▸ Reading text
Start of Block
After Cicero's death, Tiro published some of his patron's speeches and letters, along with a collection of jokes and a biography; scholars believe the biography was later used as a main source in the historical works of Plutarch, Tacitus, and Aulus Gellius. He had started collecting and editing Cicero's correspondence by 46 or 45 BC. It seems Tiro also was a prolific writer himself: several ancient writers refer to works of Tiro, including a book on grammar. Aulus Gellius says, "[he] wrote several books on the usage and theory of the Latin language and on miscellaneous questions of various kinds", and quotes him on the difference between Greek and Latin names for certain stars. Asconius Pedianus, in his commentaries on Cicero's speeches, refers to a biography of Cicero by Tiro in at least four books, and Plutarch refers to him as a source for two incidents in Cicero's life.

He is credited with inventing the shorthand system of Tironian notes, later used by medieval monks, among others. There is no clear evidence that he did, although Plutarch credits Cicero's clerks as the first Romans to record speeches in shorthand.
End of Block
▸ Excerpted records
Start of Block
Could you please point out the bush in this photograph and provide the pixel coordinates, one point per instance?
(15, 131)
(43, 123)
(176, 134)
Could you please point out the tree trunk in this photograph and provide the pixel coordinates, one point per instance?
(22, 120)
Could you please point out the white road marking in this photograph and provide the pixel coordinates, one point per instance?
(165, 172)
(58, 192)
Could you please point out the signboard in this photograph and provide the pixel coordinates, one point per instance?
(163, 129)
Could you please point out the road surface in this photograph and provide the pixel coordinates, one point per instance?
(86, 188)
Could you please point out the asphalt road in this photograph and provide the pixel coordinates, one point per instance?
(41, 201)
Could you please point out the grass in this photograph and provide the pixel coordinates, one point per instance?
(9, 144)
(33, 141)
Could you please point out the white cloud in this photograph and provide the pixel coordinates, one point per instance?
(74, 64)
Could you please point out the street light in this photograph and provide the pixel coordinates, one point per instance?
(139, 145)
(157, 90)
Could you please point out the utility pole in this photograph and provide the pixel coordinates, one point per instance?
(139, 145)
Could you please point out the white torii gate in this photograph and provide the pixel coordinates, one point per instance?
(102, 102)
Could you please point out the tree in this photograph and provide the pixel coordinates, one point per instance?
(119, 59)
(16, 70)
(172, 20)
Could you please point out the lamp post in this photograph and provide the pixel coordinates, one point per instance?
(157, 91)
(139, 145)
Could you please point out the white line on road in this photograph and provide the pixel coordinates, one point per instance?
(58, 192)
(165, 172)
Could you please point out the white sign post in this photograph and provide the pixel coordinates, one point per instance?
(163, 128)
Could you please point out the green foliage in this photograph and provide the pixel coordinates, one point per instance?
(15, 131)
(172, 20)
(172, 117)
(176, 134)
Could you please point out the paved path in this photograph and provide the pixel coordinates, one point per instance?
End of Block
▸ Task requirements
[A] In the passage on Tiro, rewrite the text starting at "He is credited" and ending at "speeches in shorthand.", renaming "clerks" as "secretaries" throughout.
[B] For each statement below, answer yes or no to whether it agrees with the passage on Tiro, and quote the words from the passage that decide it.
(i) Tiro had begun collecting and editing Cicero's correspondence by 46 or 45 BC.
(ii) Asconius Pedianus refers to a biography of Cicero by Tiro in no more than three books.
(iii) There is clear evidence that Tiro invented the shorthand system of Tironian notes.

▸ Task responses
[A]
He is credited with inventing the shorthand system of Tironian notes, later used by medieval monks, among others. There is no clear evidence that he did, although Plutarch credits Cicero's secretaries as the first Romans to record speeches in shorthand.

[B]
(i) Yes: "He had started collecting and editing Cicero's correspondence by 46 or 45 BC."
(ii) No: "refers to a biography of Cicero by Tiro in at least four books"
(iii) No: "There is no clear evidence that he did"